Lines with the word "below" in them are the ones to copy from the records.

(AVAILABLE DATA Opens)

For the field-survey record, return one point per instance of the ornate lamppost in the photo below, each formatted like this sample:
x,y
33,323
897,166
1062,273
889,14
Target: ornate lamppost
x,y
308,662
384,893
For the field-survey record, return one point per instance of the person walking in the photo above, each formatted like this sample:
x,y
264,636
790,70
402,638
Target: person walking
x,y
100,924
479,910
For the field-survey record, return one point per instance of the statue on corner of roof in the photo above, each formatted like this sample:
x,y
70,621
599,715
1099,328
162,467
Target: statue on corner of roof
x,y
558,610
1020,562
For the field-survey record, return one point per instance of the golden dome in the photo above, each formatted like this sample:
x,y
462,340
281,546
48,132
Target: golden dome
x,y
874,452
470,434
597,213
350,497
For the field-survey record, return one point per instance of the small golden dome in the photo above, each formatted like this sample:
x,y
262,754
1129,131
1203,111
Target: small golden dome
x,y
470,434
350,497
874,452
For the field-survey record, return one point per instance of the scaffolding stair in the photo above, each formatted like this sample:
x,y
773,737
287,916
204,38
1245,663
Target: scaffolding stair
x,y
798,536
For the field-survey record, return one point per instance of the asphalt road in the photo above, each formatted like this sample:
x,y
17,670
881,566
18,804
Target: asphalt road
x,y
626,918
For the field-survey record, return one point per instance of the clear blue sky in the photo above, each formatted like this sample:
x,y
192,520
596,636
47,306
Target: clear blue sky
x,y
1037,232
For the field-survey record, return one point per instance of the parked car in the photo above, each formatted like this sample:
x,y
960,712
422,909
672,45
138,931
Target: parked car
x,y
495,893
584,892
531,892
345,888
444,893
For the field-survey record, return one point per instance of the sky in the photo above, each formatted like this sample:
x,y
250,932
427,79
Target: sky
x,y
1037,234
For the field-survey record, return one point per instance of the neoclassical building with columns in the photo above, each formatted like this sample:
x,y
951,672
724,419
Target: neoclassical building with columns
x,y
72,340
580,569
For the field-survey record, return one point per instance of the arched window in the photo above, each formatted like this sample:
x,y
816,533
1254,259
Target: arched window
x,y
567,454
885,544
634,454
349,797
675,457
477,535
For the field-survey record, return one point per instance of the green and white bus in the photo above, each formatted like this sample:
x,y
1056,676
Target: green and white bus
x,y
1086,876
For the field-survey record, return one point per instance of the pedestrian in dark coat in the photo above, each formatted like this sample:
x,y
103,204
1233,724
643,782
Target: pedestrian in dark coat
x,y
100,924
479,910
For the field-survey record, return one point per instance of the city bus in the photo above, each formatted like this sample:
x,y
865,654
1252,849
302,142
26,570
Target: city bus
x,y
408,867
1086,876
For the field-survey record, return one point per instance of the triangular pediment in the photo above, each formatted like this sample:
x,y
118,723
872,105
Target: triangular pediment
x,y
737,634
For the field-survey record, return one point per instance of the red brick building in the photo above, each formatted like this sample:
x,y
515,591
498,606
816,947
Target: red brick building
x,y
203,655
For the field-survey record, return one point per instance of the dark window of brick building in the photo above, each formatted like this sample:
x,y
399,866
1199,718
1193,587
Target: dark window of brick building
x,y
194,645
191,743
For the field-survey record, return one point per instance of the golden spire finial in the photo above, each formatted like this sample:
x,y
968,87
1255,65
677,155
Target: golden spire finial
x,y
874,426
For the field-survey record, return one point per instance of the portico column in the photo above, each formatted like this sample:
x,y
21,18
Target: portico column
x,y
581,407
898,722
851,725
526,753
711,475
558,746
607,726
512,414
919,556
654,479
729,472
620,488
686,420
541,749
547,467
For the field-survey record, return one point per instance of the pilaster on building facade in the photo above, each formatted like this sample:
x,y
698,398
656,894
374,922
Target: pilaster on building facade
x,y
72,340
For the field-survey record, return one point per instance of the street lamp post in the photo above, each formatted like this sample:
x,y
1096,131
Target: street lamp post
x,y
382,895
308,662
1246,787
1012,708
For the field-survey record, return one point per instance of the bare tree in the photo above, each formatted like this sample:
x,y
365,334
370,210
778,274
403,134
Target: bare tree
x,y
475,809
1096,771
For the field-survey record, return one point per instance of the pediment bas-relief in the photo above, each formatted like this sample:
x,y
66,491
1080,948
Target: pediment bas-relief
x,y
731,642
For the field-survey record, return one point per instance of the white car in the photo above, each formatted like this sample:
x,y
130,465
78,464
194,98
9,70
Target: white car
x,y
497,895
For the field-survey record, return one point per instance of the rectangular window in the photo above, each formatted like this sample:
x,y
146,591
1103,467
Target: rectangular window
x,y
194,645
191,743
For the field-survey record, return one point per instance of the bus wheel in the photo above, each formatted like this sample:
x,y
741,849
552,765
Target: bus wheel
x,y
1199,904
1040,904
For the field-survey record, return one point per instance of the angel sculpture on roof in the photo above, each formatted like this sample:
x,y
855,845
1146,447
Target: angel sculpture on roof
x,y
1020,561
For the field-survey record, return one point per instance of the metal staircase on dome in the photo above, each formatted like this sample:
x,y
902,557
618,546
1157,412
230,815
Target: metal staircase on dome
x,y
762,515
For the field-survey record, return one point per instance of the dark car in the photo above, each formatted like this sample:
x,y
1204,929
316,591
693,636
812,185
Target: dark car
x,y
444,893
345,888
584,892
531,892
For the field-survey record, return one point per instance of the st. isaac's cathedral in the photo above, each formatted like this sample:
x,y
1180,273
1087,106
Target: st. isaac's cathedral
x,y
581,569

(AVAILABLE DATA Closes)
(AVAILABLE DATA Opens)

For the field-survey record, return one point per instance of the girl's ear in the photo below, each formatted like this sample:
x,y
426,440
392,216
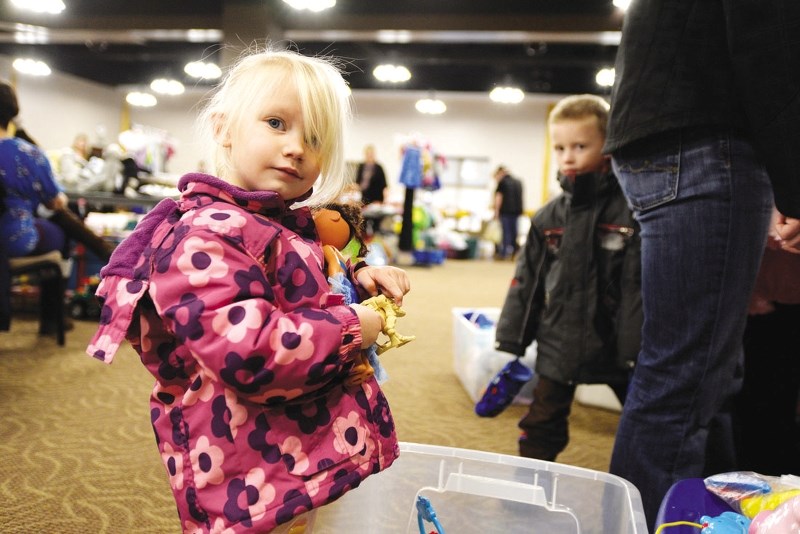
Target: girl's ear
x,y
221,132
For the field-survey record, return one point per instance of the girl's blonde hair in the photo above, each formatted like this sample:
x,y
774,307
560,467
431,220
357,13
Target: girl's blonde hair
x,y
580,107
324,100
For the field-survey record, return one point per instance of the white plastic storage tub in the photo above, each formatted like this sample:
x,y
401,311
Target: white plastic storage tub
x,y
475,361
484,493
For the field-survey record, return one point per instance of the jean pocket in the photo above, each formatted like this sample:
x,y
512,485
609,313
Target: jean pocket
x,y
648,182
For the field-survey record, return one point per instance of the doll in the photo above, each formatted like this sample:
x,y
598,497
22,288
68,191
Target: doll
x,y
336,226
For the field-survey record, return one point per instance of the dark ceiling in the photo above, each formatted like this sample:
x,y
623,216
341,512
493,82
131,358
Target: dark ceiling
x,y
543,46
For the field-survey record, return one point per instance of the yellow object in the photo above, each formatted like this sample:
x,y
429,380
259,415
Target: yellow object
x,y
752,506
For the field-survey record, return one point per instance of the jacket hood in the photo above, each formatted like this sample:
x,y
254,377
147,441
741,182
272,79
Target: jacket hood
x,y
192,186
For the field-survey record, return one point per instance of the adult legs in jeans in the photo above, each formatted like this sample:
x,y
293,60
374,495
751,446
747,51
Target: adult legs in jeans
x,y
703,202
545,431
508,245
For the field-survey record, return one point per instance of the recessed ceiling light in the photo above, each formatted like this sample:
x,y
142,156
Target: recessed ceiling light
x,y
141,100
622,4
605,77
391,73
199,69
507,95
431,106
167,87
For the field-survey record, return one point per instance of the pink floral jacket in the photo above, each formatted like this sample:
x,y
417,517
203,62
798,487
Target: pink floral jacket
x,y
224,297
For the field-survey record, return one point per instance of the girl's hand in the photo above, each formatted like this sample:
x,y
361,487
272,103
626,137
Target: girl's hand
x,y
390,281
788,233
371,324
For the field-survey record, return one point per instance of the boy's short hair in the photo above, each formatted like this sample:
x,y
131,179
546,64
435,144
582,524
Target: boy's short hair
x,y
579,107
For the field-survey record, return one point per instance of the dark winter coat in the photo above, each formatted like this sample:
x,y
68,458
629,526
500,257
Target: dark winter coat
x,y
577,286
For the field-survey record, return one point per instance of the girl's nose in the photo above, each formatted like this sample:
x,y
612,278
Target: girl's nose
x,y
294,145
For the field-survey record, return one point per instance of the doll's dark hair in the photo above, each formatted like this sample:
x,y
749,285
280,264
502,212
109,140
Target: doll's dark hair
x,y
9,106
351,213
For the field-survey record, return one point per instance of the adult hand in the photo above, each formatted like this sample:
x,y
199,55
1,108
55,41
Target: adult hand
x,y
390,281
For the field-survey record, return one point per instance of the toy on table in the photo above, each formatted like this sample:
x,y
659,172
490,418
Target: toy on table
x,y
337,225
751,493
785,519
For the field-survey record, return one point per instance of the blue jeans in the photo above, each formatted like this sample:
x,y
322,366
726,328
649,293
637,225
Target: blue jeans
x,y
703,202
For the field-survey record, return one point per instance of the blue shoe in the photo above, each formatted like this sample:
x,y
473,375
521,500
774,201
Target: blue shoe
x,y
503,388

(AVAILABLE DATA Closes)

* [EXERCISE ANSWER]
For the field-survey record, return one point per instance of the ornate lamppost in the photo below, each formatted like this sample:
For the field-survey record, return one point per instance of the girl's ear in the photo below, each formatted like this sample:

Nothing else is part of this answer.